═════ SOURCE MATERIAL
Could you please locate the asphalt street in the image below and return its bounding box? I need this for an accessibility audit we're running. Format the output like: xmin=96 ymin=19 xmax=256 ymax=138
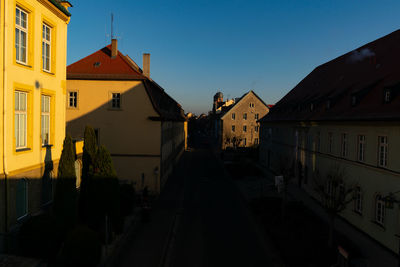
xmin=170 ymin=149 xmax=273 ymax=267
xmin=120 ymin=149 xmax=275 ymax=267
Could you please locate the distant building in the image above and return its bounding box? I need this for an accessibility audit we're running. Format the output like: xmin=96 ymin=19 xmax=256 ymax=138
xmin=66 ymin=39 xmax=186 ymax=193
xmin=260 ymin=31 xmax=400 ymax=253
xmin=214 ymin=91 xmax=269 ymax=149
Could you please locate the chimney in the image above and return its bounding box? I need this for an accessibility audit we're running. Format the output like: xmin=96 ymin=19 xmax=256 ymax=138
xmin=143 ymin=53 xmax=150 ymax=78
xmin=111 ymin=39 xmax=118 ymax=58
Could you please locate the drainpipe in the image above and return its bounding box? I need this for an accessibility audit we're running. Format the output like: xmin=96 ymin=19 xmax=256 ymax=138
xmin=2 ymin=1 xmax=8 ymax=241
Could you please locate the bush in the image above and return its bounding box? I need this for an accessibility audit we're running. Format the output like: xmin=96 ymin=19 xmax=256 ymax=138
xmin=18 ymin=213 xmax=62 ymax=260
xmin=120 ymin=184 xmax=136 ymax=216
xmin=54 ymin=135 xmax=77 ymax=233
xmin=60 ymin=225 xmax=101 ymax=267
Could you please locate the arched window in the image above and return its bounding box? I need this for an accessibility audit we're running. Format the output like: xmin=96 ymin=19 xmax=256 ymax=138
xmin=375 ymin=195 xmax=385 ymax=225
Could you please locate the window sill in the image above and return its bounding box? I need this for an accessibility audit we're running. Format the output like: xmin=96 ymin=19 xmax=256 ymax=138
xmin=42 ymin=69 xmax=56 ymax=75
xmin=371 ymin=220 xmax=386 ymax=231
xmin=15 ymin=61 xmax=32 ymax=69
xmin=15 ymin=147 xmax=31 ymax=152
xmin=42 ymin=144 xmax=53 ymax=149
xmin=353 ymin=210 xmax=362 ymax=217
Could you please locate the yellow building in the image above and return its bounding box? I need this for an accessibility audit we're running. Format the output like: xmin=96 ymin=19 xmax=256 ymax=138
xmin=0 ymin=0 xmax=71 ymax=252
xmin=66 ymin=39 xmax=185 ymax=193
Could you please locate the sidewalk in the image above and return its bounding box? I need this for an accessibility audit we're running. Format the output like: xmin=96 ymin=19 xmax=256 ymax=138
xmin=256 ymin=164 xmax=398 ymax=267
══════════
- _WORK TO DO_: Pull out each line of the material above that contains the word "need". Case counts.

- _RESULT FOR THIS TASK_:
Could you please locate the asphalt street in the image below and return its bounding box? I need this for an accessibility audit we're running. Format the output like: xmin=96 ymin=19 xmax=256 ymax=138
Could you please locate the distant building in the image above and return its bounding box? I need this for an accessibility audit we're running. Format the output like: xmin=96 ymin=19 xmax=256 ymax=138
Could you please locate the chimney in the image above and return its bounding box? I need this for an accessibility audit we're running. Format the output like: xmin=96 ymin=19 xmax=256 ymax=138
Could you please locate the drainpipe in the image above and return its bounding box? I need this for an accessibility audit we're running. Format the output like: xmin=96 ymin=19 xmax=256 ymax=138
Could you please locate the bush in the image above and return its bounding box? I need this for an accessibility audit we're running. Format the output like: xmin=96 ymin=19 xmax=256 ymax=138
Could you please locate the arched window in the image above and return its bounding box? I need this for an accessibility audit we're running. Format the output like: xmin=96 ymin=19 xmax=256 ymax=138
Could you please locate the window sill in the image above and return its bounding box? I need this for an accessibility audit we're running. Format the output like: xmin=96 ymin=19 xmax=256 ymax=138
Could you please locate the yellow building in the image above and return its bounding box? I need this for an accessibility audit we're running. Format the output like: xmin=96 ymin=19 xmax=256 ymax=138
Could you please locate the sidewalk in the image above and return its bounding box? I need this for an accessibility audit we're running. Format the output like: xmin=96 ymin=19 xmax=256 ymax=138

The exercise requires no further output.